Assigned task: All of the entries are to be restated word for word.

Source material:
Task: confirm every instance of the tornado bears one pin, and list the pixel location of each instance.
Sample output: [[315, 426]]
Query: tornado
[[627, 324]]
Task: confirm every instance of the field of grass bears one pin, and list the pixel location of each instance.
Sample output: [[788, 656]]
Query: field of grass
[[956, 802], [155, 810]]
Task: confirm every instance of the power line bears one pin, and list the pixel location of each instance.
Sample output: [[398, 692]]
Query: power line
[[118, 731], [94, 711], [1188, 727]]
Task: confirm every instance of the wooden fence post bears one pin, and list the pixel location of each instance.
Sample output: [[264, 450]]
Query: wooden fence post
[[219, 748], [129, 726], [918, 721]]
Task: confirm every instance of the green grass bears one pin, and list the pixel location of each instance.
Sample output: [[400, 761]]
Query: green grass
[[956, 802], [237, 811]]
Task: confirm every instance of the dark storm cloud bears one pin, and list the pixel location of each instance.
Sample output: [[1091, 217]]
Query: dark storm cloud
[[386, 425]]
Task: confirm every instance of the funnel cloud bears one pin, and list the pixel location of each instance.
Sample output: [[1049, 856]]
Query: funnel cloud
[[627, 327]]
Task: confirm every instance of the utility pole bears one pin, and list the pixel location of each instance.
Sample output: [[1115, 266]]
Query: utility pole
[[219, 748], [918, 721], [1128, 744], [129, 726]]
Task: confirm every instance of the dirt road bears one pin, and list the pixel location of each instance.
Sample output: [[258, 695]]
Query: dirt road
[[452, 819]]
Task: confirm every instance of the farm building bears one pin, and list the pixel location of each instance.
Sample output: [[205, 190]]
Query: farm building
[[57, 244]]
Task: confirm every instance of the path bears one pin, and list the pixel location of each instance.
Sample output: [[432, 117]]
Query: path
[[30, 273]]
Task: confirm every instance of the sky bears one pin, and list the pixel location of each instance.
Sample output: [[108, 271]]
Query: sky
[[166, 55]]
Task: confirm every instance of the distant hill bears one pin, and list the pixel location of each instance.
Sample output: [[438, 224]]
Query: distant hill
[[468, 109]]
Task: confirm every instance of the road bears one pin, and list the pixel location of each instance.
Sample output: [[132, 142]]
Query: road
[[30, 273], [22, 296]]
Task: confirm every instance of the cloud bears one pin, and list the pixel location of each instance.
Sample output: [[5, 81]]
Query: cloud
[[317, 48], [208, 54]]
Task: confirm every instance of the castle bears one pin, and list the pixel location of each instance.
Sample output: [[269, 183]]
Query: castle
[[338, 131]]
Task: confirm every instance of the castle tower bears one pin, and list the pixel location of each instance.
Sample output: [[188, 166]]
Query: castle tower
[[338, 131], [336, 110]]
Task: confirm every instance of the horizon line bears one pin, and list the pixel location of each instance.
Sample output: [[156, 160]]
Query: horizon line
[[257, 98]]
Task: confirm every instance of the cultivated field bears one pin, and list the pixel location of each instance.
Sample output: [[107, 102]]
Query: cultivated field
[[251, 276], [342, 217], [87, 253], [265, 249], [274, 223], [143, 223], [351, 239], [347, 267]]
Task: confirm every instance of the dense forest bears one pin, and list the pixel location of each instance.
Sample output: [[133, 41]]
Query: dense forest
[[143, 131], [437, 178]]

Result of this exercise:
Task: confirm every instance of the tornado bears one pin, and list the pixel location of each instance.
Sample output: [[315, 426]]
Query: tornado
[[627, 324]]
Task: confirm every instance of the field of grass bears one pin, and list the pixel location of each instance.
Sample output: [[788, 656]]
Query: field of grass
[[956, 802], [155, 810]]
Task: confirm every instance of the power line bears one pin, and list the pixel location of each instance.
Sample output: [[398, 692]]
Query: power line
[[118, 731], [94, 711], [1188, 727]]
Task: confirm every instance of the wooden fence post bears one pin, and list the pixel location of each instance.
Sample output: [[264, 450]]
Query: wooden fence post
[[219, 748], [129, 726], [918, 721]]
Task: confirm every instance of the green grass bears one pin, and list the pixel location of each instance.
Sample output: [[400, 761]]
Query: green grass
[[956, 802], [237, 811]]
Task: confirm every instance of the dark storm cloud bears one pin, and list the pixel location of each instance.
Sample output: [[1091, 217]]
Query: dark storm cloud
[[386, 425]]
Task: confirm every instance of the funnel cloud bears one pin, and list the pixel location of each instance.
Sample output: [[1049, 856]]
Query: funnel cloud
[[627, 327]]
Task: confirm every instance of the utility pole bears one pin, and list the pixel location of each instance.
Sample output: [[1115, 266]]
Query: utility pole
[[219, 748], [918, 721], [1128, 744], [129, 726]]
Task: confirm every instance of the dirt road bears one pin, and list the pixel location of each instance.
Sample output: [[258, 695]]
Query: dirt road
[[452, 819]]
Task: confirm every instance of the farm building bears one pin, and list the pixel location of each instance.
Sample output: [[205, 190]]
Query: farm building
[[57, 244]]
Task: confirm every instance of the path bears one pin, and list the pixel location of each instance.
Sample output: [[432, 117]]
Query: path
[[30, 273]]
Task: confirm every instance of the sky bears one pin, and list the pixel location of each instance.
Sample output: [[108, 271]]
Query: sky
[[166, 55]]
Task: confirm every instance of the distant hill bears one pin, and list the pixel location of each instance.
Sample output: [[438, 224]]
Query: distant hill
[[468, 109]]
Task: confirm every instance of the road bears one pin, and list the pixel location of each instance.
Sample output: [[132, 142]]
Query: road
[[30, 273], [22, 296]]
Task: confirm every instance of the cloud bears one pin, and list the pixel location of each instance.
Sample output: [[5, 81]]
Query: cloud
[[317, 48], [208, 54]]
Task: confirm every instance of the castle bears one pin, and list the pixel location of each instance.
Sample output: [[269, 183]]
Query: castle
[[338, 131]]
Task: confirm every instance of the castle tower bears one pin, and list the pixel location of each instance.
Sample output: [[188, 166]]
Query: castle tower
[[338, 131], [336, 110]]
Task: confirm every instance of the horizon line bears one pin, and list the pixel location of each instance.
Sample output: [[156, 160]]
Query: horizon line
[[257, 98]]
Task: confirm every instance of the cultivated field bears one pin, and list the pixel location of each instance.
Sample output: [[107, 102]]
Query: cultivated field
[[251, 276], [342, 217], [87, 253], [265, 249], [274, 223], [143, 223], [351, 239], [347, 267]]
Task: confirm every instance of the dense forest bears one pin, and list the pixel location of each instance.
Sample output: [[133, 41]]
Query: dense forest
[[143, 131], [437, 178]]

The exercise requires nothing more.